> Goal: Turn the entries below into a JSON list of strings with one string per line. Skip any blank lines.

Stored data entries:

.....

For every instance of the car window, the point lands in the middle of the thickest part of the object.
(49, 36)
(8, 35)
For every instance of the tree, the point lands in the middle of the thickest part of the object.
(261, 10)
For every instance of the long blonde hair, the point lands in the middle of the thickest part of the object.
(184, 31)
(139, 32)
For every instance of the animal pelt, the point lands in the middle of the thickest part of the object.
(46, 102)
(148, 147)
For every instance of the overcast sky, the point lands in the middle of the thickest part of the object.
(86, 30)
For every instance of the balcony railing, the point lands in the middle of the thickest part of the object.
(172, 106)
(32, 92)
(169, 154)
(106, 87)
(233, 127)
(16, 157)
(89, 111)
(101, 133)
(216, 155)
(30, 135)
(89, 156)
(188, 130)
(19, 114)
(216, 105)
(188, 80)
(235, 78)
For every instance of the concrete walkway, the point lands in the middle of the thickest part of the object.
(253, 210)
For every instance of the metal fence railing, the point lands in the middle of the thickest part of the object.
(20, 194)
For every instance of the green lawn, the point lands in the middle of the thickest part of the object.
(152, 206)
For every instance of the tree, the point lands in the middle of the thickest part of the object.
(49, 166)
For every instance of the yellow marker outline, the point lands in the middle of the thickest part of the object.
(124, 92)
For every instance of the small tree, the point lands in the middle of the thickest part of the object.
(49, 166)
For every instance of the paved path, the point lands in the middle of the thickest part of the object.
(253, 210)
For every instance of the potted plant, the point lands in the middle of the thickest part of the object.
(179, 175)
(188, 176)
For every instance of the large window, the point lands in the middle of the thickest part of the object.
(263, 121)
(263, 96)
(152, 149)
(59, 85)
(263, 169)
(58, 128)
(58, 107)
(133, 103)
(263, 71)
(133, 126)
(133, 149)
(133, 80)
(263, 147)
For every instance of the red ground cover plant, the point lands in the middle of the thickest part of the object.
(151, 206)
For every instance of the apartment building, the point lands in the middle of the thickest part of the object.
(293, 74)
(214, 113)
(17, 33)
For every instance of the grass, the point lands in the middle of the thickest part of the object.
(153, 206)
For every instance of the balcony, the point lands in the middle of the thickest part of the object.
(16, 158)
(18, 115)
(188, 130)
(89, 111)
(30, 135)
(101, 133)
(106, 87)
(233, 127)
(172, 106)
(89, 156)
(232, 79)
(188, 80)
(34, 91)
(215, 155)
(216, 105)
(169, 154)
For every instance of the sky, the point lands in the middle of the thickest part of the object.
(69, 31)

.....

> Full output:
[
  "For every instance of the car window, the point lands in the middle of the thickest part of the object.",
  "(49, 36)",
  "(8, 35)",
  "For every instance of the tree, the point lands in the middle of the thickest part of the object.",
  "(261, 10)",
  "For every instance of the long blonde hair, the point lands in the middle of the thickest part of the object.",
  "(184, 31)",
  "(139, 32)",
  "For every instance of the animal pelt, the point lands in the middle of the thickest part of the object.",
  "(46, 102)",
  "(148, 147)",
  "For every instance of the overcast sky, the point lands in the middle of the thickest part of the object.",
  "(86, 30)",
  "For every instance of the balcony railing, the point lands in the middle of the thickest part of the object.",
  "(172, 106)",
  "(32, 92)",
  "(169, 154)",
  "(106, 87)",
  "(233, 127)",
  "(16, 157)",
  "(89, 111)",
  "(101, 133)",
  "(216, 155)",
  "(30, 135)",
  "(89, 156)",
  "(188, 130)",
  "(19, 114)",
  "(216, 105)",
  "(188, 80)",
  "(235, 78)",
  "For every instance of the concrete walkway, the point lands in the middle of the thickest part of the object.",
  "(253, 210)",
  "For every instance of the metal fence railing, the point lands in the middle of the thickest part of the object.",
  "(20, 194)",
  "For every instance of the green lawn, the point lands in the middle of the thickest part of the object.",
  "(152, 206)",
  "For every instance of the tree, the point lands in the middle of the thickest part of the object.",
  "(49, 166)",
  "For every instance of the yellow marker outline, the point lands in the middle of the thickest part of the object.",
  "(124, 92)",
  "For every instance of the small tree, the point lands in the middle of the thickest part of the object.",
  "(49, 166)",
  "For every instance of the paved path, the point lands in the middle of the thickest part of the object.",
  "(253, 210)",
  "For every instance of the potted plant, the point lands in the middle of the thickest part of the object.",
  "(179, 175)",
  "(188, 176)",
  "For every instance of the large window, the point lands in the middle of the thickest part of the object.",
  "(263, 121)",
  "(263, 96)",
  "(152, 149)",
  "(59, 85)",
  "(263, 169)",
  "(58, 128)",
  "(58, 107)",
  "(133, 103)",
  "(263, 71)",
  "(133, 126)",
  "(133, 149)",
  "(133, 80)",
  "(263, 147)",
  "For every instance of the red ground cover plant, the point lands in the middle of the thickest part of the object.",
  "(151, 206)",
  "For every instance of the apartment building, the point lands in the middle of the thickest part of the object.",
  "(293, 74)",
  "(214, 113)",
  "(17, 33)",
  "For every instance of the grass, the point lands in the middle of the thickest part of the object.",
  "(153, 206)",
  "For every instance of the balcony, the point lands in the middle of the thickest part of the object.",
  "(16, 158)",
  "(18, 115)",
  "(188, 130)",
  "(89, 111)",
  "(30, 135)",
  "(101, 133)",
  "(106, 87)",
  "(233, 127)",
  "(172, 106)",
  "(89, 156)",
  "(232, 79)",
  "(188, 80)",
  "(34, 91)",
  "(215, 155)",
  "(216, 105)",
  "(169, 154)",
  "For every instance of the sky, the point lands in the middle of the thickest part of the object.",
  "(69, 31)"
]